Pointing dataset records:
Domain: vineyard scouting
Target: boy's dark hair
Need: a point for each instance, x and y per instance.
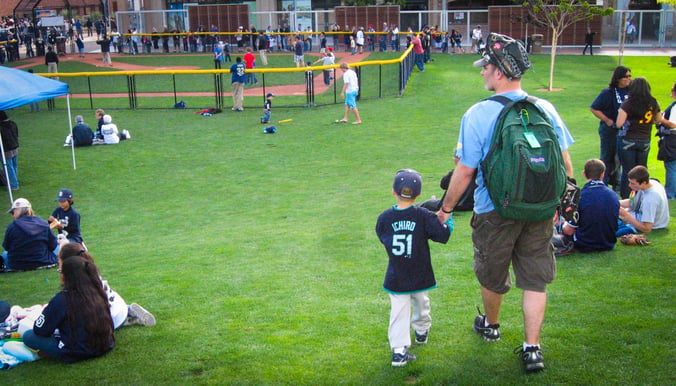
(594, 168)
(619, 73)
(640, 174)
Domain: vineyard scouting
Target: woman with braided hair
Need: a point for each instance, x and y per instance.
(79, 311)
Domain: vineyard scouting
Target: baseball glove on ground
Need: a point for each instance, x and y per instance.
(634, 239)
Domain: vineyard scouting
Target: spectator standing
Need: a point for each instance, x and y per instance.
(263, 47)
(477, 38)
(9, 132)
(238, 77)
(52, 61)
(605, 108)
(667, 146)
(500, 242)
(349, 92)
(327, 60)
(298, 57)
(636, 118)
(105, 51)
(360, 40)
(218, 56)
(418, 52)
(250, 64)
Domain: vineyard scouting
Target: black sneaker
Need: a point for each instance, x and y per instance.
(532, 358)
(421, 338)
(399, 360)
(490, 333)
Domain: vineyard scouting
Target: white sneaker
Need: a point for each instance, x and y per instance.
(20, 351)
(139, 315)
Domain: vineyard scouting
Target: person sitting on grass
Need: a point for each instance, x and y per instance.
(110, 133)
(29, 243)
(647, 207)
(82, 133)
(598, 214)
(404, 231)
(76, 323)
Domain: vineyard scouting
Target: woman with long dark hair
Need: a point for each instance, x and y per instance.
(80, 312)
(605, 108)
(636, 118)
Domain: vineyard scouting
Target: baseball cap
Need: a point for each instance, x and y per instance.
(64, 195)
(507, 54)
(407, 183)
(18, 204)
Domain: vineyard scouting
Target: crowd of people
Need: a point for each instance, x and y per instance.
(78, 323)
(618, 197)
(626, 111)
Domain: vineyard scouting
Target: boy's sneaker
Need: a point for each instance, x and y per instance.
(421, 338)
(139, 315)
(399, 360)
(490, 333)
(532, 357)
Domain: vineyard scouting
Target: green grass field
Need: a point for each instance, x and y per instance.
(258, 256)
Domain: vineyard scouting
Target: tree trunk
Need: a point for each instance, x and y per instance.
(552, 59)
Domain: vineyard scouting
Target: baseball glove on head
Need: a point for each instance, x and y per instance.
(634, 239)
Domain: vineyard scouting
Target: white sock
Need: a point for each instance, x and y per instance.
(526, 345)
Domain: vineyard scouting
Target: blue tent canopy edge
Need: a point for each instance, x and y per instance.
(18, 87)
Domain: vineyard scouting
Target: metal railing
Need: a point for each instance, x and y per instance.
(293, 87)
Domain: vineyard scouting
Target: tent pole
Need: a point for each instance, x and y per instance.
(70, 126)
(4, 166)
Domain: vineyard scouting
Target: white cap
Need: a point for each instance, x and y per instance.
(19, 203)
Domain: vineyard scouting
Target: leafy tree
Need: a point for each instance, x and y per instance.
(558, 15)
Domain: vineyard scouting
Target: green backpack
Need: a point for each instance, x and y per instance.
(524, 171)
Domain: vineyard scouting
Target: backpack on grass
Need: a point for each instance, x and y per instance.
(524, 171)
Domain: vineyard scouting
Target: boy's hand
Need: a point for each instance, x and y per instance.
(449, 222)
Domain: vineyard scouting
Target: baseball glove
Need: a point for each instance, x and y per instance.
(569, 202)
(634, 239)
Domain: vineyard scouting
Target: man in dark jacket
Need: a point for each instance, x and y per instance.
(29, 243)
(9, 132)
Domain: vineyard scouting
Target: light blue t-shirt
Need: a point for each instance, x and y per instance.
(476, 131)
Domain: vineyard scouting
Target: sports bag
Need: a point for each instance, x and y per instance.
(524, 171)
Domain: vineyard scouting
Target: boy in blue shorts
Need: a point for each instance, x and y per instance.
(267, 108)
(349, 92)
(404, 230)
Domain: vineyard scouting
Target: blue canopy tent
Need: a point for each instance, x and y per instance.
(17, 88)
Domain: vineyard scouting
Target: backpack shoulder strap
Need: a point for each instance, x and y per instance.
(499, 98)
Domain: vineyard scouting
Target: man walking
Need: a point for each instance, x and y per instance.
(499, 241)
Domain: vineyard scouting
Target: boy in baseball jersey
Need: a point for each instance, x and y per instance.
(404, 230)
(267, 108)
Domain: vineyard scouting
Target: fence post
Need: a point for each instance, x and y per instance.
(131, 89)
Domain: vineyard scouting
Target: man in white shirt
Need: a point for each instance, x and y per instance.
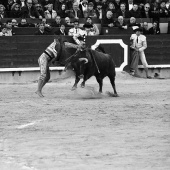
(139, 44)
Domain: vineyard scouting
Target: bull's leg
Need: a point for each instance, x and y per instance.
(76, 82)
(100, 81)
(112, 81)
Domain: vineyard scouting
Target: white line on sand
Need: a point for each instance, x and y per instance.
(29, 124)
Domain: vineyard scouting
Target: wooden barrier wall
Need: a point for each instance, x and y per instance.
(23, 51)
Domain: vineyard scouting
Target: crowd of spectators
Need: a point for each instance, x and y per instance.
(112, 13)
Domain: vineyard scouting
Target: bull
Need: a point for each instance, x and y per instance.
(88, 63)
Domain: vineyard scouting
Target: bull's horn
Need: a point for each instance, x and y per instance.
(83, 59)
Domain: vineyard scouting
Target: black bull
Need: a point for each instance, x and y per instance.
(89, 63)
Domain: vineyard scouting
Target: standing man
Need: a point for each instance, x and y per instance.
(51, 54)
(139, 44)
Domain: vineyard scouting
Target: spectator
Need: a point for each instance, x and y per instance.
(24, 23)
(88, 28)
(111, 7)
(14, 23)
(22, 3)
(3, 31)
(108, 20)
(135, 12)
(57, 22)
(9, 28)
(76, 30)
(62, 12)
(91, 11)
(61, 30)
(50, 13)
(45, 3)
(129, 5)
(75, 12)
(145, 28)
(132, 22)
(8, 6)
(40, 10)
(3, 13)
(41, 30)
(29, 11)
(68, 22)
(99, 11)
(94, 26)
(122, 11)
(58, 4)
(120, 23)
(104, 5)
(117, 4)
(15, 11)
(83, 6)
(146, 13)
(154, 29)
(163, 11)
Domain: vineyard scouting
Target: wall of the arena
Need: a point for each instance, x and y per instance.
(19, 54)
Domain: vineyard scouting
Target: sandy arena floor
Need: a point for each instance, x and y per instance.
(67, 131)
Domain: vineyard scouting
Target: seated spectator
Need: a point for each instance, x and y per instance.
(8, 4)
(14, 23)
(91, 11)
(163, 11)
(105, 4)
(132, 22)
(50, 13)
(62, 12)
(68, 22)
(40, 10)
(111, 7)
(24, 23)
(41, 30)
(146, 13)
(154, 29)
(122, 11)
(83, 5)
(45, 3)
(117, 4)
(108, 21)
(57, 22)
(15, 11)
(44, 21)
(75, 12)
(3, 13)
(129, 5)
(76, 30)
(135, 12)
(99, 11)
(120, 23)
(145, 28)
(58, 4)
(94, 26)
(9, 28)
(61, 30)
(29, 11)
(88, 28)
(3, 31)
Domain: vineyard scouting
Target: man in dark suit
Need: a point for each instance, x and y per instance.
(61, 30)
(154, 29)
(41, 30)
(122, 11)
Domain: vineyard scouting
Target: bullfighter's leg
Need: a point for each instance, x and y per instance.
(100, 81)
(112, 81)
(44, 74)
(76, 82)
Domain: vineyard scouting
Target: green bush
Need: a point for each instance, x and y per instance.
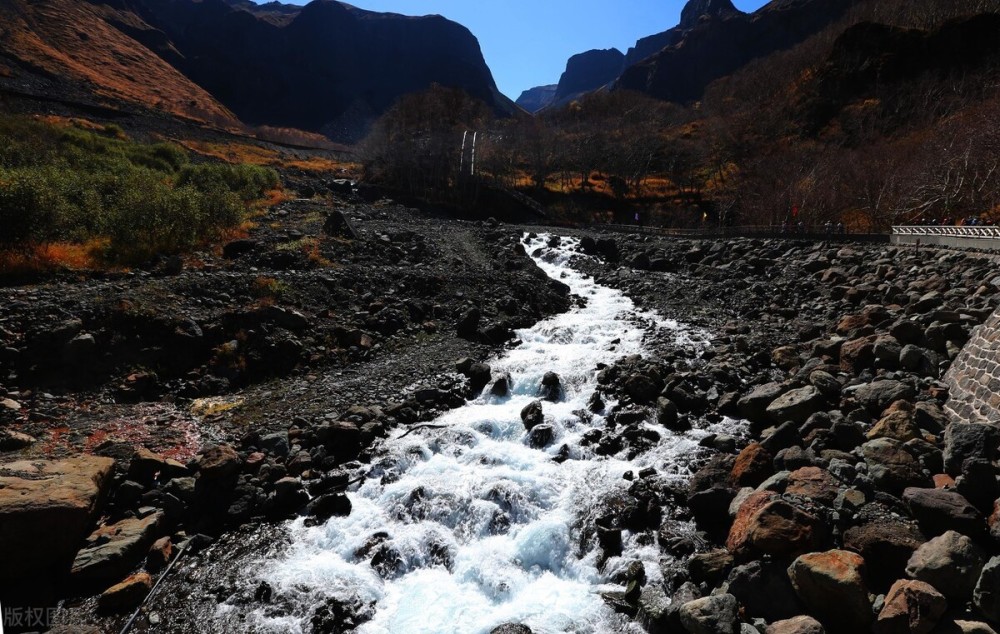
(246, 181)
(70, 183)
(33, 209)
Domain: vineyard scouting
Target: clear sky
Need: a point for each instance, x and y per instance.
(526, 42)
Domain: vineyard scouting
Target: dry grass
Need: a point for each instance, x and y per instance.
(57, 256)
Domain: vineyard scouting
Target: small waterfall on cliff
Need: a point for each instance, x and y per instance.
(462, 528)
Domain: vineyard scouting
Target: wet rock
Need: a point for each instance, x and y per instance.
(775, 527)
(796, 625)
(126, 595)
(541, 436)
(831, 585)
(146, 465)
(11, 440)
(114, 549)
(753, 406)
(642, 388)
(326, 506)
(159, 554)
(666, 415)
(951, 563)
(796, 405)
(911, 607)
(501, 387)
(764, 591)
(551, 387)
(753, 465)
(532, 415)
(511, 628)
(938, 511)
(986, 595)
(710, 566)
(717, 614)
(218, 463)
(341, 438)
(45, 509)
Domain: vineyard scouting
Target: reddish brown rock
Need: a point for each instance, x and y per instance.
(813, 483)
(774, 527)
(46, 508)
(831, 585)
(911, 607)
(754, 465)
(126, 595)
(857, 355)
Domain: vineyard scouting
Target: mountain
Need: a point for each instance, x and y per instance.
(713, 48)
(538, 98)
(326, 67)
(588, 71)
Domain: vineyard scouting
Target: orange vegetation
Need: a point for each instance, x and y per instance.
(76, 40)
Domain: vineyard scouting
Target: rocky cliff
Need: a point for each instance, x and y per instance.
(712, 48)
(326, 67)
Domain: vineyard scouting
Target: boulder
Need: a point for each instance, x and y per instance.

#### Objective:
List every line of the material above that contains the word "tent". Case counts.

#### Solution below:
Target: blue tent canopy edge
Target: tent pole
Target: blue canopy tent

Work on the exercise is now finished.